[Saved entries]
——
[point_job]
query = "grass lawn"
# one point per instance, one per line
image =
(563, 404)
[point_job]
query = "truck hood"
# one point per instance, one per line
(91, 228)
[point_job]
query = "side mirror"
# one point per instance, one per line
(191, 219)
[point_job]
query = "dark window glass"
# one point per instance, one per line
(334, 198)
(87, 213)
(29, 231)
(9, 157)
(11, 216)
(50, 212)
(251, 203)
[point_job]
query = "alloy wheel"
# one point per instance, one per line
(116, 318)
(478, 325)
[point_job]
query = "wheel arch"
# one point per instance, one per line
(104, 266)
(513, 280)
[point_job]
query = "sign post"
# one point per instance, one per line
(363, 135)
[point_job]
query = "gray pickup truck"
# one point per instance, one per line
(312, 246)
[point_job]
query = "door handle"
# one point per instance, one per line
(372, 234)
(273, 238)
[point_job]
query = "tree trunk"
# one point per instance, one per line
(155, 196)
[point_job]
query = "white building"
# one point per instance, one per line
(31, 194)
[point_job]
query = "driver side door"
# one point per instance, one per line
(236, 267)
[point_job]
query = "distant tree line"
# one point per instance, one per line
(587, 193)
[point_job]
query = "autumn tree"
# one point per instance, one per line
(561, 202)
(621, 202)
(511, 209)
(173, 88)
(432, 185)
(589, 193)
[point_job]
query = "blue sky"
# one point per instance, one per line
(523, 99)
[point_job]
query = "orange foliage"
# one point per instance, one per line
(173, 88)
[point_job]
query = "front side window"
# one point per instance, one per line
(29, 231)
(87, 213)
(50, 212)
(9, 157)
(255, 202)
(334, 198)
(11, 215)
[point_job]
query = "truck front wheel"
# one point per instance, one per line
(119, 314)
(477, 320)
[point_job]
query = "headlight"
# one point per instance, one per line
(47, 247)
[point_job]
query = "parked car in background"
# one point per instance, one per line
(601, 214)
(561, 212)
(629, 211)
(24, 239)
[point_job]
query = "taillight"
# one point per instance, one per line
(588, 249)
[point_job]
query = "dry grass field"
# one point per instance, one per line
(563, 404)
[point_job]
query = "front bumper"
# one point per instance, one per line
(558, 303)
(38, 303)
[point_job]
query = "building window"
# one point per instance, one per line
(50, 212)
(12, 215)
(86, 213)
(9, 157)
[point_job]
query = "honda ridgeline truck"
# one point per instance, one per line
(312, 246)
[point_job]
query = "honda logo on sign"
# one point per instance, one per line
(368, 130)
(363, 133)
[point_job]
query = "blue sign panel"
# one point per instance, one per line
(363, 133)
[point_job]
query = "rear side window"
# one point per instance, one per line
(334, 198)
——
> **To do**
Show the lines of the records that include the string "window".

> **Solution for this problem**
query = "dark window glass"
query = "front side window"
query = "building window"
query = "rear side window"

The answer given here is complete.